In regard to the defendant’s application, an evidentiary hearing was held on April 23, 2007. Special Agents James McCaf-frey and Joseph McArdle of the Federal Bureau of Investigation testified as witnesses for the government, and April Field, John Plugh and the defendant himself, Gordon Plugh, testified as witnesses for the defense.

The Court having considered the testimony presented and exhibits received into evidence at the hearing, and the Court having made evaluations regarding credibility, makes the following findings of fact and conclusions of law, and grants in part and denies in part, the defendant’s motion to suppress physical evidence and statements.

FINDINGS OF FACT

Joseph McArdle (“McArdle”) is employed as special agent with Federal Bureau of Investigation (“FBI”) and has been so employed since September of 2004. James McCaffrey (“McCaffrey”) is also employed as special agent with the FBI, and he has been so employed since September of 2004. On July 14, 2005, McAr-dle and McCaffrey, in connection with their duties with the FBI went to the residence at 480 North Landing Road, Rochester, New York. More specifically, the FBI office in Rochester had received a lead from the Oklahoma City Division of the FBI about a possible computer hacking occurrence from that location, in which a website had been hacked into and used as a repository for child pornography images. The FBI in Oklahoma City observed log files on the hacked web site indicating the Internet Protocol (“IP”) addresses which had visited the section of the site containing the child pornography and which had subsequently downloaded child pornography images. One of the IP addresses identified as downloading child pornography related to the residence at 480 North Landing Road.
################
## What is asked
A. According to the court ruling, on what date was the evidentiary hearing held?
B. Please reproduce the part of the court ruling that begins at the words "In regard to" and stops after the words "for the defense.".
Rely only on the court ruling for what follows.
################
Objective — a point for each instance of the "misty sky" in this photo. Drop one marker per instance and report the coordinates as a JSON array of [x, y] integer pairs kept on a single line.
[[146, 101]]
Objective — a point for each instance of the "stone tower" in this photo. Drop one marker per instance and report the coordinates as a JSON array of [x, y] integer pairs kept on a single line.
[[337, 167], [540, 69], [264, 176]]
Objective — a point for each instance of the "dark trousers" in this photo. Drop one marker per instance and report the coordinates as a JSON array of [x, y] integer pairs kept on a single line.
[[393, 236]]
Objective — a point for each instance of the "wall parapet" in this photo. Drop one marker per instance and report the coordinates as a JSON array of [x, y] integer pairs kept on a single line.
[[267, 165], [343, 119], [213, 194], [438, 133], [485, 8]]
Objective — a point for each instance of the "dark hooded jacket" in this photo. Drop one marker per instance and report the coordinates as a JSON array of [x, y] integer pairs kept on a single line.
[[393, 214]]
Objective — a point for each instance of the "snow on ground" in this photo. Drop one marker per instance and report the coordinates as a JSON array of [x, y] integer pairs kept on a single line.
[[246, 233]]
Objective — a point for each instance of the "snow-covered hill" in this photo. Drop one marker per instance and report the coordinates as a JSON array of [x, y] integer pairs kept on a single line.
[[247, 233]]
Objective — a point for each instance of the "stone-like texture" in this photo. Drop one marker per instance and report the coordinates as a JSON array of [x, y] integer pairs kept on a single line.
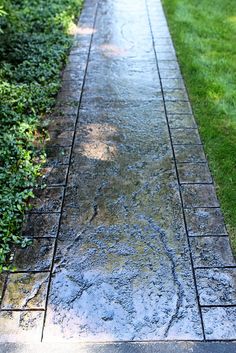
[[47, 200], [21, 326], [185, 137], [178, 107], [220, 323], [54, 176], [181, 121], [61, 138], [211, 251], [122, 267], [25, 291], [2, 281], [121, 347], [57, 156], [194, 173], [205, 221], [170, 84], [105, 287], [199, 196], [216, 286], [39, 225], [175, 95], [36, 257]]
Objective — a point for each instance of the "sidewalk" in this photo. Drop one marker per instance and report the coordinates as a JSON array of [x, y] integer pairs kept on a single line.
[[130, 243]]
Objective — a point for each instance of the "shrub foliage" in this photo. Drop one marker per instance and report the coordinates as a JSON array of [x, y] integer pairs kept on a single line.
################
## Results of the tasks
A. April 23, 2007.

B.
In regard to the defendant’s application, an evidentiary hearing was held on April 23, 2007. Special Agents James McCaf-frey and Joseph McArdle of the Federal Bureau of Investigation testified as witnesses for the government, and April Field, John Plugh and the defendant himself, Gordon Plugh, testified as witnesses for the defense.